Extract the text of every entry below word for word, leaving the pictures out of your answer.
*****
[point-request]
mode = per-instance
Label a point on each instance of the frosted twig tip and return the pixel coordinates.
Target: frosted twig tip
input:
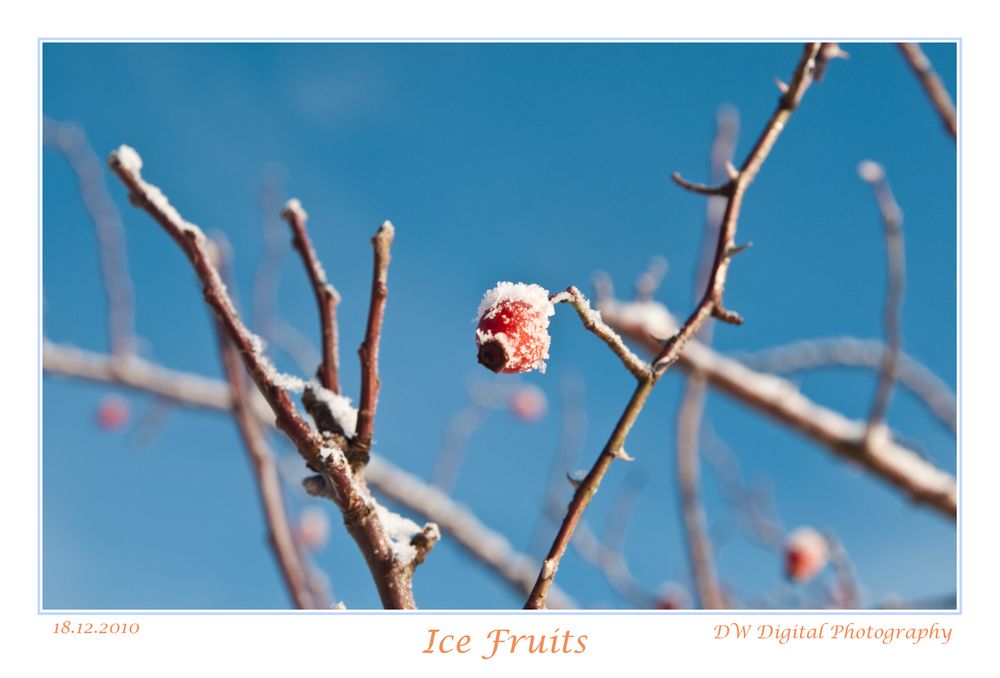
(126, 157)
(293, 208)
(871, 171)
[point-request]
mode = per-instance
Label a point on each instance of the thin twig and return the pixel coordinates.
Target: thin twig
(267, 273)
(281, 536)
(892, 221)
(592, 321)
(483, 398)
(381, 243)
(71, 141)
(392, 574)
(461, 525)
(932, 84)
(901, 467)
(327, 297)
(810, 354)
(710, 306)
(691, 411)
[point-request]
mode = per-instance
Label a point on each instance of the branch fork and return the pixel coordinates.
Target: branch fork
(343, 481)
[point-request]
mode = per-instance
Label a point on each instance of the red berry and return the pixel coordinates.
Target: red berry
(528, 403)
(806, 553)
(513, 331)
(112, 413)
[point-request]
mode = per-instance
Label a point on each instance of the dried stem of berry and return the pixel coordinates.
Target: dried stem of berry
(381, 243)
(392, 578)
(710, 306)
(327, 297)
(593, 322)
(691, 411)
(892, 221)
(932, 84)
(281, 536)
(811, 354)
(195, 391)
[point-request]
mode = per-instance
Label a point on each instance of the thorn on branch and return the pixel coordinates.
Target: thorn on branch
*****
--- Final answer ---
[point-request]
mode = per-instance
Label a point on each instance of the frosted twig tip and return the pixel coordinates.
Target: frosted twig tip
input:
(126, 157)
(293, 208)
(871, 171)
[point-request]
mode = per-instance
Label a point on each instance of the thin twig and return the pixel coordinates.
Target: thin twig
(267, 273)
(281, 536)
(892, 221)
(592, 321)
(483, 398)
(381, 243)
(71, 141)
(392, 574)
(461, 525)
(932, 84)
(901, 467)
(327, 297)
(810, 354)
(710, 306)
(691, 411)
[point-request]
mode = per-instance
Label a point on each instance of the branch fork and return the pixel coordinates.
Target: branch fork
(343, 481)
[point-request]
mode = per-instance
Label a point on each instance of the red berry and return the pixel coordinates.
Target: red berry
(528, 403)
(806, 553)
(513, 331)
(112, 413)
[point-request]
mode = per-instance
Label a point on each instance of the dried stem of berry and return the pixel coordinates.
Target: dried stem of berry
(381, 243)
(392, 578)
(710, 306)
(327, 297)
(593, 322)
(691, 411)
(892, 221)
(932, 84)
(281, 536)
(811, 354)
(195, 391)
[point-request]
mode = per-instance
Label a point on each instance of the thorn on branch and return the pixel coordinates.
Target: thorn on branch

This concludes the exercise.